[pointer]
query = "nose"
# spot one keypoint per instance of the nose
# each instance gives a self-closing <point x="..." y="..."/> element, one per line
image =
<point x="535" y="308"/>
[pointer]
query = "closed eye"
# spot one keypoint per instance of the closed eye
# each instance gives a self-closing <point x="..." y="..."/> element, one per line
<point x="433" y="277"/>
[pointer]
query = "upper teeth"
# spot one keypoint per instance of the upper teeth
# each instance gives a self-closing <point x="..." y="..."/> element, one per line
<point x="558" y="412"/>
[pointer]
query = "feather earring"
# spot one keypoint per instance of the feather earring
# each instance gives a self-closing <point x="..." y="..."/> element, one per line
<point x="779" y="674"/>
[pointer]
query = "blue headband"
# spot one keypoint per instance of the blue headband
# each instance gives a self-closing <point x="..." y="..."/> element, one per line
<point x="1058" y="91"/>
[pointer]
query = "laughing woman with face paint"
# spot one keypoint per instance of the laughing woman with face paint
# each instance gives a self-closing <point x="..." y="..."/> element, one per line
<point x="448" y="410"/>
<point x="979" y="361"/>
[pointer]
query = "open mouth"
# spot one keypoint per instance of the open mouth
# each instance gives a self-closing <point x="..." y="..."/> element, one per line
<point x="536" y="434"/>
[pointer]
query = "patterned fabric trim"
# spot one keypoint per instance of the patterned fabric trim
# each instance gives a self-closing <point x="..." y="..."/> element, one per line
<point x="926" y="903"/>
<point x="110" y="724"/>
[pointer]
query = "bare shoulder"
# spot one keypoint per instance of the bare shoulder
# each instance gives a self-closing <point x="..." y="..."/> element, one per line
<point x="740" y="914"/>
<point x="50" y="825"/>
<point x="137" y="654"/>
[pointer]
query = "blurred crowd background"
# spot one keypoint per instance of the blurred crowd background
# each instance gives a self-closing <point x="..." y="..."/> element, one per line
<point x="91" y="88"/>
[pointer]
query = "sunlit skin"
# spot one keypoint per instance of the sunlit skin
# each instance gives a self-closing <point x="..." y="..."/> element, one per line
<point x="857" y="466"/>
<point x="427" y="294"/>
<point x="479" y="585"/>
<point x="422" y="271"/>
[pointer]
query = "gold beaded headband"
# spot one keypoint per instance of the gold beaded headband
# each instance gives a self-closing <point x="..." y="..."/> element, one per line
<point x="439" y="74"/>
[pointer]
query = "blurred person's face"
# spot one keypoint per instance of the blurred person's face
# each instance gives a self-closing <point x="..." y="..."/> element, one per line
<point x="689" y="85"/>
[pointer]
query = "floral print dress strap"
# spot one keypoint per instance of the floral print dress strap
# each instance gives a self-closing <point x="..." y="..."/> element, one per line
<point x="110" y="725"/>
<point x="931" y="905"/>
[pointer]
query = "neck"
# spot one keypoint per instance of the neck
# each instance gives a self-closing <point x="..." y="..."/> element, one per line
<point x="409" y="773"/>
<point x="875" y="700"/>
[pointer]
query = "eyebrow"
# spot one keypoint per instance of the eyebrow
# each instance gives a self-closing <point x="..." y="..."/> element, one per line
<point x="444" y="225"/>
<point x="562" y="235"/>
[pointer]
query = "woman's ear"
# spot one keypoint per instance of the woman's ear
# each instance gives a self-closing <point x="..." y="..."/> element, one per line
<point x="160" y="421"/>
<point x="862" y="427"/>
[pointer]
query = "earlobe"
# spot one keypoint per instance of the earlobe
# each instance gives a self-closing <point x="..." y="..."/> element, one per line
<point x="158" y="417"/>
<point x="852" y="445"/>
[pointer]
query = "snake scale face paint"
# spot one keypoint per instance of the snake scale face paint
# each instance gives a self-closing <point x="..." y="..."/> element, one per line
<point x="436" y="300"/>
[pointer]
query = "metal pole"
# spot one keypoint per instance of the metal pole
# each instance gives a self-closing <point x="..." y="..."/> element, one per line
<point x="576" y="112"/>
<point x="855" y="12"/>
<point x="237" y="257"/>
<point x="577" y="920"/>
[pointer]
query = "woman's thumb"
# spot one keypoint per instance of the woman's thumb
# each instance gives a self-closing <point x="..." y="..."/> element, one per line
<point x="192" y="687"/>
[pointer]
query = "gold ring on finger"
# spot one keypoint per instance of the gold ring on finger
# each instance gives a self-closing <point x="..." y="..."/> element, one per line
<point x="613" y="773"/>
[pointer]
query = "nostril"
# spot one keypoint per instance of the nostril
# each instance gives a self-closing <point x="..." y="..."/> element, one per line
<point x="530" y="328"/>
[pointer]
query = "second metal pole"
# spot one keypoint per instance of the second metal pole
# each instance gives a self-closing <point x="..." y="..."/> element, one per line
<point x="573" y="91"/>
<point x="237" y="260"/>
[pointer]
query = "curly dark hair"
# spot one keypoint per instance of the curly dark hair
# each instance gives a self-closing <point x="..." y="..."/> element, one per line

§ **What the task asks**
Return all of the data word for word.

§ **Exercise answer**
[pointer]
query = "nose"
# spot one keypoint per instance of the nose
# each instance gives a self-closing <point x="..." y="..."/> element, one per line
image =
<point x="535" y="308"/>
[pointer]
query = "closed eye"
# spot one keypoint per instance of the closed eye
# each instance gives a self-closing <point x="..." y="..."/> element, one per line
<point x="433" y="277"/>
[pointer]
query = "upper teeth"
# spot one keypoint per instance of the upper teeth
# each instance gives a self-closing <point x="..." y="..."/> element, one per line
<point x="558" y="412"/>
[pointer]
query = "feather earring"
# spot one keypoint per instance of the feather earring
# each instance gives a self-closing <point x="..." y="..."/> element, one per line
<point x="779" y="674"/>
[pointer]
query = "blue headband"
# spot one keypoint per instance of the blue headband
# each instance gives a self-closing <point x="..." y="..."/> element, one per line
<point x="1058" y="91"/>
[pointer]
query = "laughing woman with face paint"
# spot one keypoint per instance of the laughing woman with face paint
# each instance gives a self-closing <point x="..." y="..."/> element, one per line
<point x="448" y="410"/>
<point x="979" y="361"/>
[pointer]
query = "open mouth"
# spot one keypoint per instance of the open mouth
# each instance gives a self-closing <point x="..." y="..."/> element, one per line
<point x="536" y="434"/>
[pointer]
query = "patterned fabric trim"
# spot one keypoint per instance of the patterned fabric trim
# each instance gives a self-closing <point x="..." y="..."/> element, one per line
<point x="926" y="903"/>
<point x="110" y="724"/>
[pointer]
query = "bare shoulder"
# spot one keypoint per instance of the bare shoulder
# each instance gives a self-closing <point x="..." y="..."/> element, one per line
<point x="740" y="914"/>
<point x="50" y="825"/>
<point x="137" y="654"/>
[pointer]
query = "blurred crowd background"
# spot one keypoint per instance of the blurred crowd background
# each instance gives a self-closing <point x="..." y="..."/> element, one per line
<point x="91" y="88"/>
[pointer]
query = "sunlit skin"
# spot one keypoint per instance of the sunlit skin
# each instance gives a self-closing <point x="..." y="..."/> element, one per line
<point x="857" y="466"/>
<point x="427" y="294"/>
<point x="479" y="585"/>
<point x="422" y="271"/>
[pointer]
query = "gold beaded headband"
# spot one keypoint per instance of the gold beaded headband
# each instance gives a self-closing <point x="..." y="..."/> element, one per line
<point x="439" y="74"/>
[pointer]
query = "blurred person's face"
# spot one keypoint per instance of the blurred person's face
# each instance gives a self-closing <point x="..." y="..."/> element, one per line
<point x="689" y="85"/>
[pointer]
query = "floral print dress strap"
# spot one keypoint per instance of the floral print dress strap
# each instance gives a self-closing <point x="..." y="..."/> element, one per line
<point x="110" y="725"/>
<point x="931" y="905"/>
[pointer]
query = "neck"
# spot one keypoint per instance of the neck
# each instance gives a self-closing <point x="..." y="..."/> element, one per line
<point x="409" y="773"/>
<point x="875" y="700"/>
[pointer]
query = "eyebrow"
# spot one keypoint per instance of the eyebrow
# each instance gives a self-closing <point x="..." y="..."/> element, one per line
<point x="444" y="225"/>
<point x="562" y="235"/>
[pointer]
query = "woman's ear"
# spot one keypoint per instance of the woman's ear
# each instance gives a self-closing <point x="..." y="..."/> element, one per line
<point x="160" y="421"/>
<point x="862" y="427"/>
[pointer]
query = "earlobe"
# spot one keypoint per instance of the earlobe
# each instance gives a self-closing <point x="..." y="..."/> element, one per line
<point x="158" y="417"/>
<point x="852" y="445"/>
[pointer]
query = "snake scale face paint"
# spot one keypoint per instance of the snake scale face paint
# each instance gives a self-closing <point x="..." y="..."/> element, one per line
<point x="436" y="300"/>
[pointer]
query = "metal pole"
# spot one keypoint per instance of the metal pole
# each instance gives a self-closing <point x="..." y="..."/> element, one per line
<point x="576" y="112"/>
<point x="855" y="12"/>
<point x="237" y="257"/>
<point x="577" y="920"/>
[pointer]
query = "woman's thumb"
# spot one keypoint per instance of the woman's thumb
# each instance gives a self-closing <point x="..." y="..."/> element, one per line
<point x="192" y="687"/>
[pointer]
query = "gold ring on finger"
# spot one keypoint per instance of the gold ring on finger
# each instance gives a self-closing <point x="..." y="..."/> element, one per line
<point x="613" y="773"/>
[pointer]
query = "nostril"
# spot one keypoint per instance of the nostril
# each instance gives a self-closing <point x="..." y="..."/> element, one per line
<point x="530" y="328"/>
[pointer]
query = "second metal pole"
# spot one keypoint per instance of the second metal pole
# each instance gives a self-closing <point x="..." y="..."/> element, one per line
<point x="573" y="91"/>
<point x="237" y="260"/>
[pointer]
query = "curly dark hair"
# spot one keypoint per instance of the curly dark hair
# each instance gives a self-closing <point x="..." y="..."/> element, one per line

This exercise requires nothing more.